# WHAT YOU HAVE TO DO
Change "single dot" to "single point" everywhere in the material below, and reproduce the rest unchanged.

[Records from a data collection]
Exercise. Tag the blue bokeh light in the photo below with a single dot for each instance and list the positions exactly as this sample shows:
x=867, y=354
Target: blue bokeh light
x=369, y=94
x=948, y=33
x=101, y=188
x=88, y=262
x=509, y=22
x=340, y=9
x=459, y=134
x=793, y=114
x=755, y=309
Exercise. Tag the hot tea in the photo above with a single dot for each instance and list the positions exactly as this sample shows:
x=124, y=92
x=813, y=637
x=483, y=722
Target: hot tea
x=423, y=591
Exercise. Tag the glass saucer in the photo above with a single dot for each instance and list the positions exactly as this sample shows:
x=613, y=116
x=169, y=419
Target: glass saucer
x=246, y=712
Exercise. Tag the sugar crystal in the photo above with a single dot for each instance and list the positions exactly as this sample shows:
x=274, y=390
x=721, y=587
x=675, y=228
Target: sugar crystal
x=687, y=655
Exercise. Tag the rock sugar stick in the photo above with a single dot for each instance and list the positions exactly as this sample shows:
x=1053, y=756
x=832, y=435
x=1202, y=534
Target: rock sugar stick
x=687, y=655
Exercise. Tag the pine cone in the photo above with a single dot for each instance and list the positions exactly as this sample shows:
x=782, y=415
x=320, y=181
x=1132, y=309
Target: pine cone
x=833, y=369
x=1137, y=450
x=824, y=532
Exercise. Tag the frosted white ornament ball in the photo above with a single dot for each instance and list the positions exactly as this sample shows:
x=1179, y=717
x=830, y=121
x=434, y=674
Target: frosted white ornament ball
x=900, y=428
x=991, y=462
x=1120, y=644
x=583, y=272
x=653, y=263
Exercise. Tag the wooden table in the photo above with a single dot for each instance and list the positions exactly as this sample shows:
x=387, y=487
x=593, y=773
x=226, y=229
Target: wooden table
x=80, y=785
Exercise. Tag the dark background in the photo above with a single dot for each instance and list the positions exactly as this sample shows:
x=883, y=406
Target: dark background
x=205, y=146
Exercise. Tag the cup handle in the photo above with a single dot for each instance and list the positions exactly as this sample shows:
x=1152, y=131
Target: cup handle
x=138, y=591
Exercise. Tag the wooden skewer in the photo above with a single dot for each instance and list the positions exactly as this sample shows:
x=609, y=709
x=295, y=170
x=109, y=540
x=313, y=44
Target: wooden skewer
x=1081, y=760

# CORRECT RESULT
Exercise. Tag the blue bokeh light in the photo below with a single point for each instance and list the positions exactly as this sample shows:
x=867, y=354
Target: blue bokeh light
x=369, y=94
x=948, y=33
x=101, y=188
x=88, y=262
x=509, y=22
x=340, y=9
x=459, y=134
x=793, y=114
x=755, y=309
Exercise. Tag the hot tea in the photo above with a single point for each instance and list the positions exactly as this sample shows:
x=124, y=92
x=813, y=637
x=483, y=722
Target: hot tea
x=423, y=591
Exercise. Tag the glass saucer in the photo above with a single point for each instance and list the positions exactly as this sample shows:
x=613, y=116
x=169, y=419
Target: glass saucer
x=246, y=712
Exercise. Tag the sugar crystal in the photo above with a single point for each instance and list the positions exactly as this sample shows:
x=274, y=390
x=721, y=587
x=675, y=228
Target: sugar crystal
x=687, y=655
Exercise. Tag the rock sugar stick in the photo above with a single point for each instance and list the positions exactly as this sample shows:
x=1053, y=756
x=832, y=435
x=1202, y=534
Target: rock sugar stick
x=687, y=655
Exercise. Tag the pine cone in the photo above with a single point for each instance and list the positions exactly as this sample shows:
x=782, y=415
x=320, y=181
x=1132, y=309
Target: pine cone
x=833, y=369
x=1137, y=450
x=824, y=532
Exercise. Tag the frosted white ornament ball in the photo above with a single point for each instance and list the positions exactly as this sample shows:
x=1179, y=717
x=830, y=121
x=434, y=674
Target: frosted white ornament ball
x=900, y=428
x=991, y=462
x=1120, y=644
x=583, y=272
x=653, y=263
Exercise. Tag the wooden table in the photo above with a single point for each instance and list the positions exactly as this sample shows:
x=387, y=487
x=593, y=773
x=226, y=229
Target: wooden table
x=80, y=785
Exercise. Tag the dark background in the photo above with a single point for each instance and list the positions exactly as this sample shows:
x=883, y=406
Target: dark background
x=205, y=146
Exercise. Tag the cup handle in the photo above with a single point for each instance and list the positions exactly as this sample shows:
x=1152, y=131
Target: cup handle
x=138, y=591
Exercise. Tag the wooden skewer in the photo above with a single point for each instance and list the positions exactly as this sample shows:
x=609, y=709
x=295, y=170
x=109, y=540
x=313, y=44
Target: wooden skewer
x=1081, y=760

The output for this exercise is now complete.